[Records from a data collection]
[BEGIN]

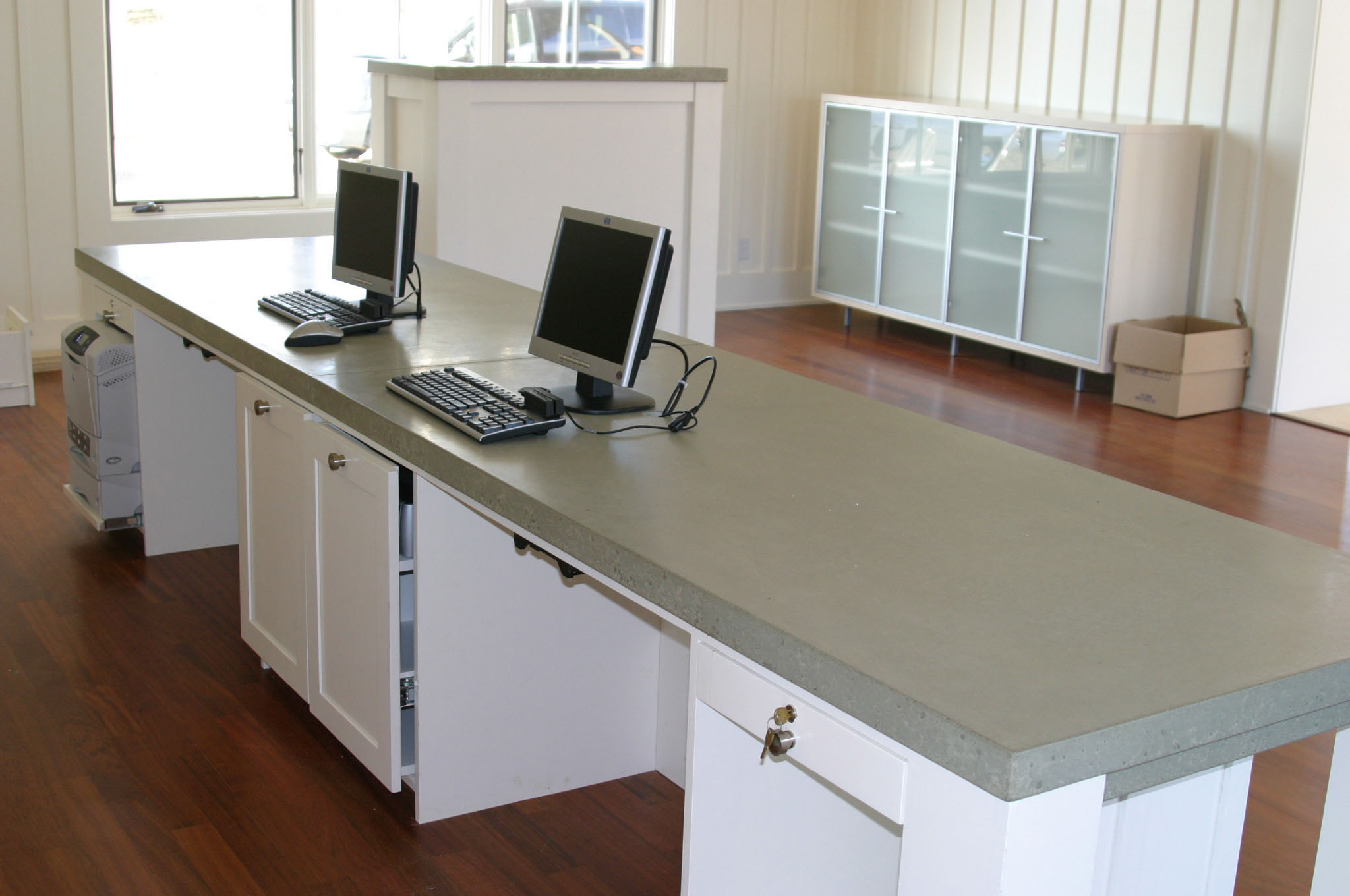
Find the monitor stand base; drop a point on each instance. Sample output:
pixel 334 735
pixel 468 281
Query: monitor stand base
pixel 593 396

[END]

**Exercise objective:**
Could you render the text lines of all the records above as a JSON list of strings, one string per line, with blank lines and the pictures left out?

**Task answer:**
[
  "Find the monitor stand base; drop a point on each instance. Sample output:",
  "pixel 334 735",
  "pixel 468 281",
  "Query: monitor stand base",
  "pixel 593 396"
]